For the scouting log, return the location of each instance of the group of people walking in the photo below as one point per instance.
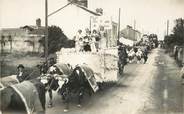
(89, 41)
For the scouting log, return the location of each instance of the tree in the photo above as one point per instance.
(56, 39)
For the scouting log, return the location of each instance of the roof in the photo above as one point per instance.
(27, 29)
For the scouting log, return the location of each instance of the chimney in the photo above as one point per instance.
(38, 22)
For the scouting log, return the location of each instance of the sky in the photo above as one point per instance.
(150, 15)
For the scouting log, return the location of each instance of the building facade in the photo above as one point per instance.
(23, 39)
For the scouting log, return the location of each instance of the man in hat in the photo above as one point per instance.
(21, 76)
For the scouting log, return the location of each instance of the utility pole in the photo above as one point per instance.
(167, 27)
(134, 29)
(46, 30)
(119, 17)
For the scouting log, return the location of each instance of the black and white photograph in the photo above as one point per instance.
(91, 56)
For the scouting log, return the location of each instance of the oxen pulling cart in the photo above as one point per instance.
(102, 65)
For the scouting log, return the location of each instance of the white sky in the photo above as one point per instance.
(150, 15)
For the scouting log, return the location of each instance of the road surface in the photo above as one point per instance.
(151, 88)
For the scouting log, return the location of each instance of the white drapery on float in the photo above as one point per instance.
(126, 41)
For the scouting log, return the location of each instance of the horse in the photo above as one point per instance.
(131, 55)
(77, 84)
(27, 96)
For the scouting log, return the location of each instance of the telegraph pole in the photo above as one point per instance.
(46, 30)
(119, 17)
(134, 28)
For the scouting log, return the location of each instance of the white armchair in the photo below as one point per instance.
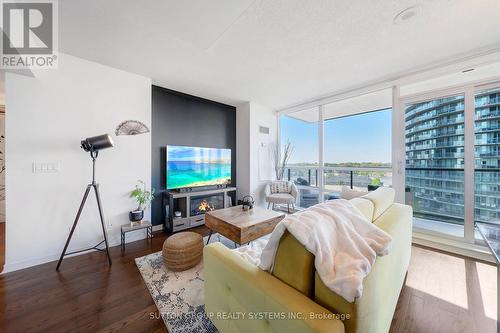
(281, 192)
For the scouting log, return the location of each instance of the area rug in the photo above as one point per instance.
(179, 296)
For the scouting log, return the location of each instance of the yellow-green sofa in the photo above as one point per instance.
(240, 297)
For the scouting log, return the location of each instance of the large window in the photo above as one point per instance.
(356, 152)
(487, 156)
(453, 161)
(300, 130)
(434, 139)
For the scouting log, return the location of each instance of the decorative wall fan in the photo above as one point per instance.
(131, 127)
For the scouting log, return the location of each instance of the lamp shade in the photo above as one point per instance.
(97, 143)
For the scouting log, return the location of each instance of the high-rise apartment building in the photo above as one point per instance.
(435, 158)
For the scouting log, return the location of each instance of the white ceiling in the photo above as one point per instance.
(274, 52)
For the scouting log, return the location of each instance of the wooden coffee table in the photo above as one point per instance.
(242, 226)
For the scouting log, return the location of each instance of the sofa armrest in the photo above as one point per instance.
(240, 297)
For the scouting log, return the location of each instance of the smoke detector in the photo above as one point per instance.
(406, 15)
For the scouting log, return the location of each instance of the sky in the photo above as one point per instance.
(360, 138)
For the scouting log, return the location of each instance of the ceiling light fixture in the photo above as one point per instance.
(406, 14)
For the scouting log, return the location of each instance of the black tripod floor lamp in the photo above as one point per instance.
(91, 145)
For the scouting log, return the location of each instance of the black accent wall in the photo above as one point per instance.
(185, 120)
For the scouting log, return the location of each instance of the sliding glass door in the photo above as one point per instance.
(452, 147)
(487, 156)
(434, 141)
(345, 143)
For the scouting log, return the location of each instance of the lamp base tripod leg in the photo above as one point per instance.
(74, 225)
(99, 205)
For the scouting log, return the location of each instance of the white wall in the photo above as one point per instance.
(47, 117)
(249, 116)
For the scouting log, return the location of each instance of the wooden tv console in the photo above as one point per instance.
(182, 202)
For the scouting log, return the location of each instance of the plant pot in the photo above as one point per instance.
(136, 215)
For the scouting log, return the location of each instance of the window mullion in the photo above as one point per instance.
(469, 160)
(321, 185)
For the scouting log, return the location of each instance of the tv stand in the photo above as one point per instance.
(191, 206)
(200, 188)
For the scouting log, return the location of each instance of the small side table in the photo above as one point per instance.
(139, 226)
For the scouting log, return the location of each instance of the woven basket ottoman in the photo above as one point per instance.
(182, 251)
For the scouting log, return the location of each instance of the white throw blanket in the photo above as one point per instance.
(344, 243)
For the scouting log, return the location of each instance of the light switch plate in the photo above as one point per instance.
(45, 167)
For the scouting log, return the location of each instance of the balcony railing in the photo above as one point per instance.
(307, 180)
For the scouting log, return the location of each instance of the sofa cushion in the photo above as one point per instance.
(294, 265)
(365, 206)
(373, 311)
(382, 198)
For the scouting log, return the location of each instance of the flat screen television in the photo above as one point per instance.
(196, 166)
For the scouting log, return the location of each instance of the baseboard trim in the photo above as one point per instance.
(474, 251)
(113, 241)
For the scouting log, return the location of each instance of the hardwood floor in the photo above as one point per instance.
(85, 296)
(447, 293)
(443, 293)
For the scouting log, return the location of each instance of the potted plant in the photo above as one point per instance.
(143, 198)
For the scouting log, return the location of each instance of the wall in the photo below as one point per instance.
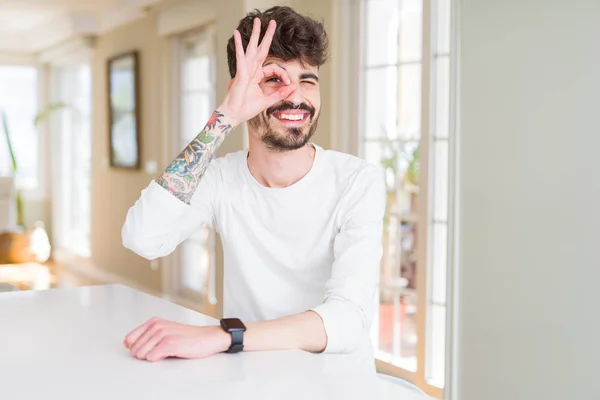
(529, 191)
(115, 190)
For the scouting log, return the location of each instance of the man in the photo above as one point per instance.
(301, 226)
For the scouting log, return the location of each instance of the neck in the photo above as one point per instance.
(279, 169)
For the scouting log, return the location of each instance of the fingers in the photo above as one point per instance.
(160, 351)
(239, 52)
(280, 94)
(265, 45)
(147, 341)
(273, 69)
(251, 49)
(134, 335)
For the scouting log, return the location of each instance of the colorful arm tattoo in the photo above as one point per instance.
(182, 176)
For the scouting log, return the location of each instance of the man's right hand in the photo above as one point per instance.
(245, 98)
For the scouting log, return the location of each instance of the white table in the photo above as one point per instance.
(67, 344)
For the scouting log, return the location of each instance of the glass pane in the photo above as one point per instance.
(195, 261)
(198, 59)
(411, 35)
(440, 178)
(443, 26)
(196, 108)
(437, 346)
(381, 44)
(439, 255)
(197, 73)
(18, 100)
(380, 103)
(373, 152)
(409, 102)
(397, 337)
(442, 97)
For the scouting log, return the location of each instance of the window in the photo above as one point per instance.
(19, 100)
(73, 159)
(405, 131)
(197, 87)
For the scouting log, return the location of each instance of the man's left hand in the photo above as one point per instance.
(158, 339)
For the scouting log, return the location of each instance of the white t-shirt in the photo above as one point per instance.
(315, 245)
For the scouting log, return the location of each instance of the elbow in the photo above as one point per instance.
(135, 242)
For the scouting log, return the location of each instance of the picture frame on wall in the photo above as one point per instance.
(123, 110)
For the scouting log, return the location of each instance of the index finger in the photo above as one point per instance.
(265, 44)
(137, 332)
(274, 69)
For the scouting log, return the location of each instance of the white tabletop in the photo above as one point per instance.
(67, 344)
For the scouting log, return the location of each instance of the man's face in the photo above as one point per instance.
(289, 124)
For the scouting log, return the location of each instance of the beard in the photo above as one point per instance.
(281, 139)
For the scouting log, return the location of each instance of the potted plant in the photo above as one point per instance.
(21, 244)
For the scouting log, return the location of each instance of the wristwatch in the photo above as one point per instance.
(236, 329)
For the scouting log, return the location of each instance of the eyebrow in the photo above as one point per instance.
(305, 75)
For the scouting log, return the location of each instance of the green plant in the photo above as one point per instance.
(396, 151)
(40, 117)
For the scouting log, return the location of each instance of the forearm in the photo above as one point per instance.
(182, 176)
(303, 331)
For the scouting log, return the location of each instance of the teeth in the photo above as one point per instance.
(292, 117)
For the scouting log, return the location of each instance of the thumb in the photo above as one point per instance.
(280, 94)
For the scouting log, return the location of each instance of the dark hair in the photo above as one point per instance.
(296, 38)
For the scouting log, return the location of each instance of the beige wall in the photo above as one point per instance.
(115, 190)
(528, 323)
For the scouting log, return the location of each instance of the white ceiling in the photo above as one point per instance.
(28, 26)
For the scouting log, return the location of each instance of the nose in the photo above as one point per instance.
(296, 97)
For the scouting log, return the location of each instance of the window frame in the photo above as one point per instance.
(172, 282)
(40, 192)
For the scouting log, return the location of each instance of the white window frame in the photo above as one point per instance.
(61, 235)
(207, 302)
(39, 193)
(419, 377)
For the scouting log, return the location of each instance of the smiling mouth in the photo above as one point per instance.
(291, 116)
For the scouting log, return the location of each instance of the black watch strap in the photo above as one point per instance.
(236, 329)
(237, 342)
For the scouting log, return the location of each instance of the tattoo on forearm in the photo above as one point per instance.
(183, 175)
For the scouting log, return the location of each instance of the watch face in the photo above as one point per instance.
(233, 324)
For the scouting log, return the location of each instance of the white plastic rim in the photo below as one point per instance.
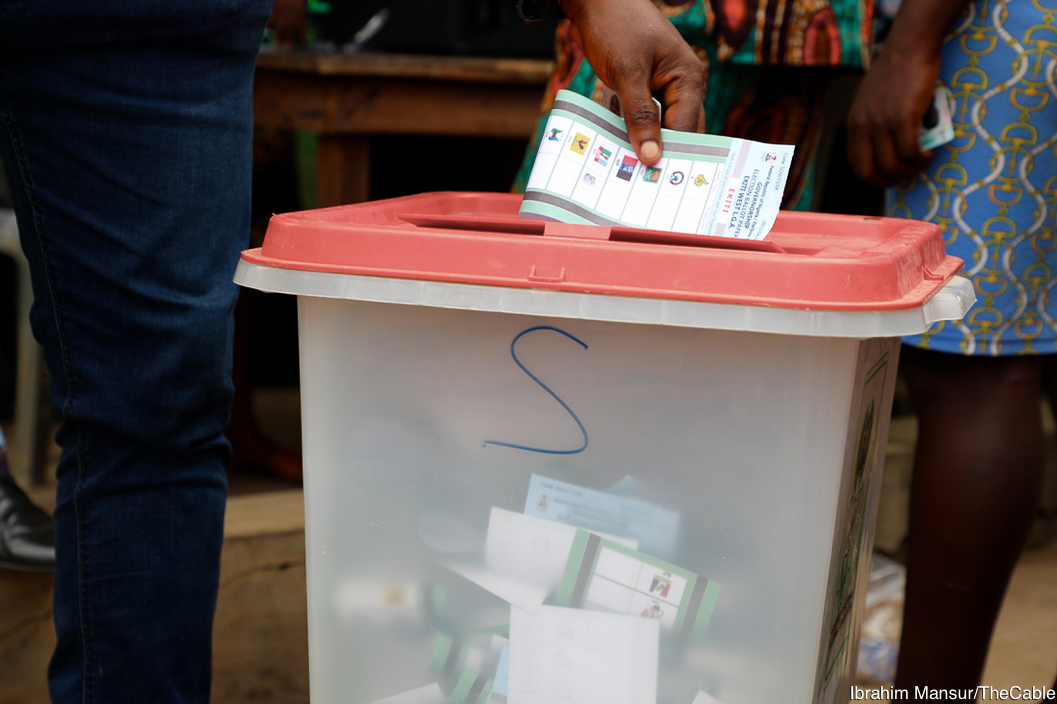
(951, 302)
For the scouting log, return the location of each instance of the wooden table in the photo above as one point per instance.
(347, 98)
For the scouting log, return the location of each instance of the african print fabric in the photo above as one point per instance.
(994, 189)
(767, 66)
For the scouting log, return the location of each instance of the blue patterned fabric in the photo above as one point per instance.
(993, 190)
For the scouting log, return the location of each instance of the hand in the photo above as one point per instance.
(884, 143)
(634, 50)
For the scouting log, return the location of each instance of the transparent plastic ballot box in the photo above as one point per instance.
(574, 464)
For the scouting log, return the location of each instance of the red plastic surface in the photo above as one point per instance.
(808, 261)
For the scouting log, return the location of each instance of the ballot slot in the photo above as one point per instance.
(613, 234)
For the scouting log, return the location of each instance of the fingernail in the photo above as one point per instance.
(650, 150)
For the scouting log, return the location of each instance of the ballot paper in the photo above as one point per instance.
(938, 127)
(499, 687)
(586, 171)
(653, 528)
(607, 576)
(428, 695)
(704, 698)
(561, 655)
(531, 551)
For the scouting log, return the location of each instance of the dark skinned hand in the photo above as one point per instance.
(884, 144)
(634, 50)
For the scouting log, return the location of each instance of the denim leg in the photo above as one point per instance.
(128, 145)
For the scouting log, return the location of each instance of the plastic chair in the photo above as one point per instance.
(28, 454)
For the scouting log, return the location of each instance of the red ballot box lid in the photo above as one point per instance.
(809, 261)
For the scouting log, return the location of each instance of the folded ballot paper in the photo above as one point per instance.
(589, 609)
(587, 172)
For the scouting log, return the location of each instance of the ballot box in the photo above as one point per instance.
(550, 463)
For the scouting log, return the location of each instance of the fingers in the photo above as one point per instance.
(684, 107)
(643, 121)
(683, 98)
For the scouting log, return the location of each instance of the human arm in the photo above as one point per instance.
(634, 50)
(887, 111)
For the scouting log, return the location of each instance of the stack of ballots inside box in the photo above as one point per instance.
(594, 607)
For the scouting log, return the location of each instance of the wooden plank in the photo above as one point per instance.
(344, 170)
(410, 66)
(341, 106)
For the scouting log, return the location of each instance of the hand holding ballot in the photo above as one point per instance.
(587, 172)
(636, 51)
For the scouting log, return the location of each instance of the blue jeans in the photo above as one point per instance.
(126, 131)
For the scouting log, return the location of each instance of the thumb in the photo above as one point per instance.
(643, 119)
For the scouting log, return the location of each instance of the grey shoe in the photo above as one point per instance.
(26, 533)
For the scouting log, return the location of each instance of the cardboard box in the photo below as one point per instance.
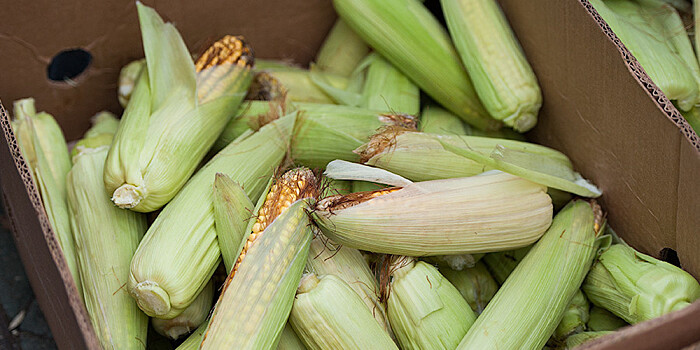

Required task
Identify each line of the data above that contains the word "blue", and copy those lines. Case counts.

Exercise solution
For the scouting log, return the location of each instance of the blue patterned fabric in the photo above as one point per instance.
For the scouting log, return the location of each instance of the blue jeans in the photo above as one point per instance.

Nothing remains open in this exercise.